Quote exactly the lines running from the line with "Where can you see the glass stem" to the end of the entries, including both, and nothing else.
-=-=-
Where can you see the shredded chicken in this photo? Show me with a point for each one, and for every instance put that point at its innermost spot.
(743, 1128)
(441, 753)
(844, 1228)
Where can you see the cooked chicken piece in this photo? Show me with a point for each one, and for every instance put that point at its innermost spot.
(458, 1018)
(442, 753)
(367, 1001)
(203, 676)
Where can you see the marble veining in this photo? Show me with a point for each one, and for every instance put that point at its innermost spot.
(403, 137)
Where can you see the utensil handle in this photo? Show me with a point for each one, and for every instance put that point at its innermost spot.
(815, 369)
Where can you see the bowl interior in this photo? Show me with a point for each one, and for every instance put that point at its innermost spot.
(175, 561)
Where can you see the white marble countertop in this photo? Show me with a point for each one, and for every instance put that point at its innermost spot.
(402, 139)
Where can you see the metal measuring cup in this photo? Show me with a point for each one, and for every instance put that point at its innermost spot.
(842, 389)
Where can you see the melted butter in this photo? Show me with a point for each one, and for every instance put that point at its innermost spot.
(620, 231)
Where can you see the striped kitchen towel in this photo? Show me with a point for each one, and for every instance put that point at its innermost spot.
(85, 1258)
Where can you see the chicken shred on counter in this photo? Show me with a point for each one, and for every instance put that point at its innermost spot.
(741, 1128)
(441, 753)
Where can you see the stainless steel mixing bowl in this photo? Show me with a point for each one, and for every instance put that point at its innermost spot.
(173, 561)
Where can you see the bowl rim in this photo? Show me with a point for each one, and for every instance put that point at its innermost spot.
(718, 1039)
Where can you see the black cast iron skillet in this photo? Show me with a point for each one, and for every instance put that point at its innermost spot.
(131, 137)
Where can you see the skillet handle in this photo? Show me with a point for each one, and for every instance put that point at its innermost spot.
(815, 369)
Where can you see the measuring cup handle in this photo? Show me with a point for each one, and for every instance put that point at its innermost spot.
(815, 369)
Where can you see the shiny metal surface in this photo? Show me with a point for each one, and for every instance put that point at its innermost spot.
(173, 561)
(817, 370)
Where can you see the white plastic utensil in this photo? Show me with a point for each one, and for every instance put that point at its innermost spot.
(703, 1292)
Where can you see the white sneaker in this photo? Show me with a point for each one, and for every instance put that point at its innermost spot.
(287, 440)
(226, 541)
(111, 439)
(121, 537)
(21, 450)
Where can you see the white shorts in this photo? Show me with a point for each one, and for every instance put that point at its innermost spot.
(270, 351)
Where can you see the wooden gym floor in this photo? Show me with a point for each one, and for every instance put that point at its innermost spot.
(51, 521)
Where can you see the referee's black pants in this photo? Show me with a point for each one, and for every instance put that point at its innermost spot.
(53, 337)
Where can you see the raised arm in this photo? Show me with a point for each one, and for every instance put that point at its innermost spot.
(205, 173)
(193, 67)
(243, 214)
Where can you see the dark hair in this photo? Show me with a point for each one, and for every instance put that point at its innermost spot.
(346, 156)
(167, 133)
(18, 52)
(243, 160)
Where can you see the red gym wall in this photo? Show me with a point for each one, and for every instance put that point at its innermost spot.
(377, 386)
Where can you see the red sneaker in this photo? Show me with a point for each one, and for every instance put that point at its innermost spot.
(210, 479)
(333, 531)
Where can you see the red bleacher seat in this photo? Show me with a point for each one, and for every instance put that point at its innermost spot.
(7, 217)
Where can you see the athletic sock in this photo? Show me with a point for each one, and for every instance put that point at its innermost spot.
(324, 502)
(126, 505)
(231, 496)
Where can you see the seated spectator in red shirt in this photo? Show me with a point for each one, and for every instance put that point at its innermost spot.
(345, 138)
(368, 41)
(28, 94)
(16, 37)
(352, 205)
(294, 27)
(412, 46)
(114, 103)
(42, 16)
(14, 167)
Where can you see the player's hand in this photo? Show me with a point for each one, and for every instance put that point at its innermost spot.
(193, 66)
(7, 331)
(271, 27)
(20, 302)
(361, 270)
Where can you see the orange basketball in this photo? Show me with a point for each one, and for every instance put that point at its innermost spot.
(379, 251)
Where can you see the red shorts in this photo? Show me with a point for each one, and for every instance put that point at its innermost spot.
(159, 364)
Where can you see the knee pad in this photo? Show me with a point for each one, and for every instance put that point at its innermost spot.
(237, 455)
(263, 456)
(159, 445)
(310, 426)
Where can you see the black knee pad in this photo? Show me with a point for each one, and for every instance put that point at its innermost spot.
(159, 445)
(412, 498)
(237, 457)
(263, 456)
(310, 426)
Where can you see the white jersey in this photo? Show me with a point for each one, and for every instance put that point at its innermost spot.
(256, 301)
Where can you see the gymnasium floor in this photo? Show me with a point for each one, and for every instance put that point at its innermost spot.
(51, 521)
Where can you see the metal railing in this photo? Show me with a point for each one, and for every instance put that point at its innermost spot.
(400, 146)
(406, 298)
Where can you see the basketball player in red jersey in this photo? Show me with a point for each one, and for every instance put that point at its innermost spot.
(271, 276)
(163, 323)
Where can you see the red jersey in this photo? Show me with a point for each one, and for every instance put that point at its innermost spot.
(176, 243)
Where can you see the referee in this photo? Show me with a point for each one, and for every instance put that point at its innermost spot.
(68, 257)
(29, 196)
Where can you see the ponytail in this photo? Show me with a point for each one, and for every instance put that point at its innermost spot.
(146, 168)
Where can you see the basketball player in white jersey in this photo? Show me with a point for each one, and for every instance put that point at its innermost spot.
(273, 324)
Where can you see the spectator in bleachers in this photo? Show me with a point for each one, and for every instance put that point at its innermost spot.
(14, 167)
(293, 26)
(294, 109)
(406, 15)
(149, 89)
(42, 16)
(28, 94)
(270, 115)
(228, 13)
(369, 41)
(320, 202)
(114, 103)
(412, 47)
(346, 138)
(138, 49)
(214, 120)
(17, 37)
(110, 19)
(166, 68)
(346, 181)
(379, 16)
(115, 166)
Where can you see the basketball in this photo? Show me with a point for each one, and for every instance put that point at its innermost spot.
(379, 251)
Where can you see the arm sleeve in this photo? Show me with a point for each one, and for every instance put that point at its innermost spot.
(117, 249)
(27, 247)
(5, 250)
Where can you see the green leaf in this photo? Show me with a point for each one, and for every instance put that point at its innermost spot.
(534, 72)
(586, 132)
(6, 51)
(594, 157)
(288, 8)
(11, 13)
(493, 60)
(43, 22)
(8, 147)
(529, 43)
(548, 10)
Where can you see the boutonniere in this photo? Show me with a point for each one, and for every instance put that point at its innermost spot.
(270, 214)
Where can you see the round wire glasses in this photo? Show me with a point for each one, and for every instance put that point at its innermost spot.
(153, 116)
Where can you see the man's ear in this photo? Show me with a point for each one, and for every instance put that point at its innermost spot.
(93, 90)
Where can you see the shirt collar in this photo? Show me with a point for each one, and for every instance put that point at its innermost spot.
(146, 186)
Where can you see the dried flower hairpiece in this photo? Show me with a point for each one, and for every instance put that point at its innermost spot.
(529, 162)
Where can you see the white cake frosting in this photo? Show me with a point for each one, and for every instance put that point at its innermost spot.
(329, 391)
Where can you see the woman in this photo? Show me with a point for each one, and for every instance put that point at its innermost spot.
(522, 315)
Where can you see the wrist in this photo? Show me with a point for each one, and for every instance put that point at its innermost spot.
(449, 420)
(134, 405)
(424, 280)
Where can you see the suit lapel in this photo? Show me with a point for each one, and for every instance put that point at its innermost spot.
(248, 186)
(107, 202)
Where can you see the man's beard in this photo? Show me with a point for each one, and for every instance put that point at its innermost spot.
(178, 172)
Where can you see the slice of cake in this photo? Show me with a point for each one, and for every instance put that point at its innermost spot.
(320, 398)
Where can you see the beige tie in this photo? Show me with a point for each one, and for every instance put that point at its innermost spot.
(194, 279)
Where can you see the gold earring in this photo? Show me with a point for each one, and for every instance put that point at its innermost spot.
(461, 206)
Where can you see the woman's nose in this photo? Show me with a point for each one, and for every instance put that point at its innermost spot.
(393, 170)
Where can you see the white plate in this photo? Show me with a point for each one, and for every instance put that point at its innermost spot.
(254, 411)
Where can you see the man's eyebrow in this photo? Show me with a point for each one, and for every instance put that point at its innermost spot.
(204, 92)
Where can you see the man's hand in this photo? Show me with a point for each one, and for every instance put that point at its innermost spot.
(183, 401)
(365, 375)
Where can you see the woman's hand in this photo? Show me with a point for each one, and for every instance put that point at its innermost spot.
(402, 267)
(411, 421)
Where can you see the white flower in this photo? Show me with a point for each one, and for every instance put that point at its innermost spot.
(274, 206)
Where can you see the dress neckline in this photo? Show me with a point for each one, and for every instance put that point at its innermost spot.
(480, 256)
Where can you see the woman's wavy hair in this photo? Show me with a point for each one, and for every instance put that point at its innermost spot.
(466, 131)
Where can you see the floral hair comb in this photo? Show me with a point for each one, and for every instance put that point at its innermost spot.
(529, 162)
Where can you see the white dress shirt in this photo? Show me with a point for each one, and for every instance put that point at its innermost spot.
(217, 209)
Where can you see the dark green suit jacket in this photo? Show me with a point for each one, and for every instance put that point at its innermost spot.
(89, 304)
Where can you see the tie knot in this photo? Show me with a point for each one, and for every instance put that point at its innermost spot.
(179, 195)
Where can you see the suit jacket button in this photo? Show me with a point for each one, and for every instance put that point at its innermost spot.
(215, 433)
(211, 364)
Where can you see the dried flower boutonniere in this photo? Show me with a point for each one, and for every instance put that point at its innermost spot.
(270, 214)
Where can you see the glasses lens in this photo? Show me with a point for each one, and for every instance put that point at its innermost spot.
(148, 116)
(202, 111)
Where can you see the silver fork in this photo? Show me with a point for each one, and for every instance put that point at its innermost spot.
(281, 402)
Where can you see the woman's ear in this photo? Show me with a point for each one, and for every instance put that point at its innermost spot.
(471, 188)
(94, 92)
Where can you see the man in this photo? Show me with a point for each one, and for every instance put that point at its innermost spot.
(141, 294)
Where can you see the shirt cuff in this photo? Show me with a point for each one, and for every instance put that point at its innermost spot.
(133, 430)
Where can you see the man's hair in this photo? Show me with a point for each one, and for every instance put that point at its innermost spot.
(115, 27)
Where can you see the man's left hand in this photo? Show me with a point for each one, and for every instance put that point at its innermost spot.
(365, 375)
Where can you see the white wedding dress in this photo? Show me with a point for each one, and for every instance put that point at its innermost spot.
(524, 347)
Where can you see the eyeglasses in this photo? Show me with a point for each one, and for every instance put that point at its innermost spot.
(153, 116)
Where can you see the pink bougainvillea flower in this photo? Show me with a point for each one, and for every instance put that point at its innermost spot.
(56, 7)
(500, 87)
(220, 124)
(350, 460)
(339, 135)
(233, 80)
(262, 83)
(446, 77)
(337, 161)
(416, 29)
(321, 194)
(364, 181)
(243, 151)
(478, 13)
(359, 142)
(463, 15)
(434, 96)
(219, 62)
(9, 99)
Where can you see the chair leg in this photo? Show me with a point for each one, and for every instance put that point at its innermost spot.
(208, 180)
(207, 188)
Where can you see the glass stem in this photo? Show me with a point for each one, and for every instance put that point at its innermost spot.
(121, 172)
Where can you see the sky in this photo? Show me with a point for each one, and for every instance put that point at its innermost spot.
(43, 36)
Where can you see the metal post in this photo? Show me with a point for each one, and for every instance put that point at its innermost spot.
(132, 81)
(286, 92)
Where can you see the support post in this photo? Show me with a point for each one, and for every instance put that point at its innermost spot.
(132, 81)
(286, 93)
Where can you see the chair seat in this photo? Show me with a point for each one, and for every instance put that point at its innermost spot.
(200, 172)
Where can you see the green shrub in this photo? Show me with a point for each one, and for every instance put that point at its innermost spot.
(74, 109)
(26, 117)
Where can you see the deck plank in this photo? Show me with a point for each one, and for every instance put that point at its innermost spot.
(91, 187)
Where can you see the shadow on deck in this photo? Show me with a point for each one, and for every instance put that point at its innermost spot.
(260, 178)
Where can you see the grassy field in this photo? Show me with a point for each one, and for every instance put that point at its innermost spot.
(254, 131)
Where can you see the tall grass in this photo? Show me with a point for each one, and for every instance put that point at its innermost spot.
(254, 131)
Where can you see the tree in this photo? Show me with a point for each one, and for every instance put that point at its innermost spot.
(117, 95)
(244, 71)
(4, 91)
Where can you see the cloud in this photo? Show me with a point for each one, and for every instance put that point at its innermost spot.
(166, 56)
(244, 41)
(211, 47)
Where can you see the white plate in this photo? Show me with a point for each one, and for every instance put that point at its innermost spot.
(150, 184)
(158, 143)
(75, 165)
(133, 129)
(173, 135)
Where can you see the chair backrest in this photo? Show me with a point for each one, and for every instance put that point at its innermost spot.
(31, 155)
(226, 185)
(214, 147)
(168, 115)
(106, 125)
-=-=-
Exercise solution –
Where can you see the glass stem in this photo? Show me with a point for each one, and for every instance put that point at its innermost spot.
(121, 172)
Where can you see the sky in this photo? Show me with a point for each one, and for every instance put that point at its innermost spot.
(43, 36)
Where can you see the metal post in this photo? Show me with a point for each one, and for every instance put that point at its innermost spot.
(132, 81)
(286, 92)
Where can you see the support post in this photo? Show me with a point for each one, and for every instance put that point at its innermost spot.
(132, 81)
(286, 93)
Where can you see the chair seat in this photo? Show me with a point for each one, and for every instance put that point at its innermost spot.
(200, 172)
Where can you see the green shrub in this photo? Show me with a point for each one, and for every instance put that point at its innermost spot.
(74, 109)
(26, 117)
Where can you see the deck plank in this photo? Show me with a point for each one, and for every instance put that point at its innermost spot.
(91, 187)
Where can you see the shadow on deck in this photo? Show me with a point for each one, and for every instance put that point at its innermost spot.
(260, 178)
Where can you see the grassy field in this photo? Show me with a point for each one, and for every instance put that point at its innermost spot.
(254, 131)
Where can you see the tall grass in this photo? Show me with a point for each one, and for every instance put that point at its innermost spot.
(254, 131)
Where can you see the tree in this photo? Show me with a point for each one, and for every instance put that point at its innermost spot.
(117, 95)
(244, 71)
(4, 91)
Where can you see the cloud in this photo? Show me with a point for each one, and for every instance put that point at its innermost spot.
(166, 56)
(244, 41)
(211, 47)
Where can you see the white plate in this photo? Show me with a point for each one, and for every instance put that point at its innermost spot.
(150, 184)
(158, 143)
(75, 165)
(133, 129)
(173, 135)
Where can you see the chair backrest in this photo? Show me with a point for each one, and for every instance put that point at its innermost spot.
(31, 155)
(226, 185)
(214, 147)
(168, 115)
(106, 125)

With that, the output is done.